[kyuubi] branch master updated: [KYUUBI #5017] [KSHC] Support Parquet/Orc provider is splitable

yikaifei Thu, 06 Jul 2023 04:22:05 -0700

This is an automated email from the ASF dual-hosted git repository.

yikaifei pushed a commit to branch master
in repository https://gitbox.apache.org/repos/asf/kyuubi.git



The following commit(s) were added to refs/heads/master by this push:
     new 46f8e0ca9 [KYUUBI #5017] [KSHC] Support Parquet/Orc provider is 
splitable
46f8e0ca9 is described below

commit 46f8e0ca94e09b7a06ad540b31a70437566ab845
Author: yikaifei <[email protected]>
AuthorDate: Thu Jul 6 19:21:05 2023 +0800

    [KYUUBI #5017] [KSHC] Support Parquet/Orc provider is splitable
    
    ### _Why are the changes needed?_
    
    This PR amins to support Parquet/Orc provider is splitable.
    
    ### _How was this patch tested?_
    - [x] Add some test cases that check the changes thoroughly including 
negative and positive cases if possible
    
    - [ ] Add screenshots for manual tests if appropriate
    
    - [x] [Run 
test](https://kyuubi.readthedocs.io/en/master/contributing/code/testing.html#running-tests)

(RAW DATA):
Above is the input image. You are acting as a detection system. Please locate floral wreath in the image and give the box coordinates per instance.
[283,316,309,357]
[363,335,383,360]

(SET OF TASKS):
1. Copy the passage of the commit email above, beginning at the words "[kyuubi] branch master" and stopping after the words "dual-hosted git repository.".
2. Using the commit email above, decide whether each statement agrees with it. Answer yes or no for each, and quote the words that decide it.
(a) The commit was pushed to the master branch.
(b) The author date of the commit is Thursday, July 6, 2023.
(c) The push added the commit to refs/heads/develop.

(RESULTS FOR THE EXERCISE):
1.
[kyuubi] branch master updated: [KYUUBI #5017] [KSHC] Support Parquet/Orc provider is splitable

yikaifei Thu, 06 Jul 2023 04:22:05 -0700

This is an automated email from the ASF dual-hosted git repository.

2.
(a) Yes: "yikaifei pushed a commit to branch master"
(b) Yes: "AuthorDate: Thu Jul 6 19:21:05 2023 +0800"
(c) No: "The following commit(s) were added to refs/heads/master by this push"